Sicily's residents are bracing for the arrival of a cyclone later on Thursday, the second this week after a deadly storm hammered the Italian island, killing three people.

Sicily braces for rare Mediterranean cyclone as storms continue
Cars and market stalls submerged in Catania, Sicily, after heavy rain hit the city and province on october 26th. Photo: STRINGER/ANSA/AFP

A rare tropical-style cyclone known as a “medicane” is set to reach Sicily’s eastern coast and the tip of mainland Calabria between Thursday evening and Friday morning, according to Italian public research institute ISPRA.

“Heavy rainfall and strong sea storms are expected on the coast, with waves of significant height over 4.5 metres (15 feet),” ISPRA said.

The Italian Department for Civil Protection placed eastern Sicily under a new amber alert for Thursday and the highest-level red lert for Friday in anticipation of the storm’s arrival, after almost a week of extreme weather in the area.

## EXCERPTED RECORDS
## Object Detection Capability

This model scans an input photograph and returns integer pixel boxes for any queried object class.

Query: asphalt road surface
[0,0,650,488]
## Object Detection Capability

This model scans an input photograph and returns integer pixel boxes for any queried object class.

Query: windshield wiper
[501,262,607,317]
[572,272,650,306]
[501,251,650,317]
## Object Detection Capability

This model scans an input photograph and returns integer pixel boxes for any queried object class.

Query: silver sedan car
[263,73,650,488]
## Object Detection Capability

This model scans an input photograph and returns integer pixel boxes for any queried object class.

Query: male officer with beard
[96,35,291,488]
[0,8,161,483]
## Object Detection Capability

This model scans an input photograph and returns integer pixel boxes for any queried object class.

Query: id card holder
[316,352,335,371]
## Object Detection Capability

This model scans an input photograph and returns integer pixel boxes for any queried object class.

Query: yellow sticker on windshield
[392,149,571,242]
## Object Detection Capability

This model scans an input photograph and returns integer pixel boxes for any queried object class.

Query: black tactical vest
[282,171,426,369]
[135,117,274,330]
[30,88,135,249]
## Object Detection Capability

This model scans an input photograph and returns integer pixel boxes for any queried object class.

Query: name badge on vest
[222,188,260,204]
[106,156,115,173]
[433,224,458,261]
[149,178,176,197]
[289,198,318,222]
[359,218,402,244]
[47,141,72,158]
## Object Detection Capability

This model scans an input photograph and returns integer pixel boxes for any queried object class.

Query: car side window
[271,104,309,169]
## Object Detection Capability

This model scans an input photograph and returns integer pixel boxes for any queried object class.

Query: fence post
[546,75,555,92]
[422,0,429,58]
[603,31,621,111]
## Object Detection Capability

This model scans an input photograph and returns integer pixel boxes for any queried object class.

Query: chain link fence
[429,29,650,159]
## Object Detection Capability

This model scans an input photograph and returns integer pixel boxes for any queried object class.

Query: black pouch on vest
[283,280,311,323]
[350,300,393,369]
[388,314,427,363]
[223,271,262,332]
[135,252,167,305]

## WHAT THE TASK REQUIRES
In the Sicily storm report, what wave height does ISPRA expect on the coast?

## WRITTEN SOLUTION
Over 4.5 meters (15 feet).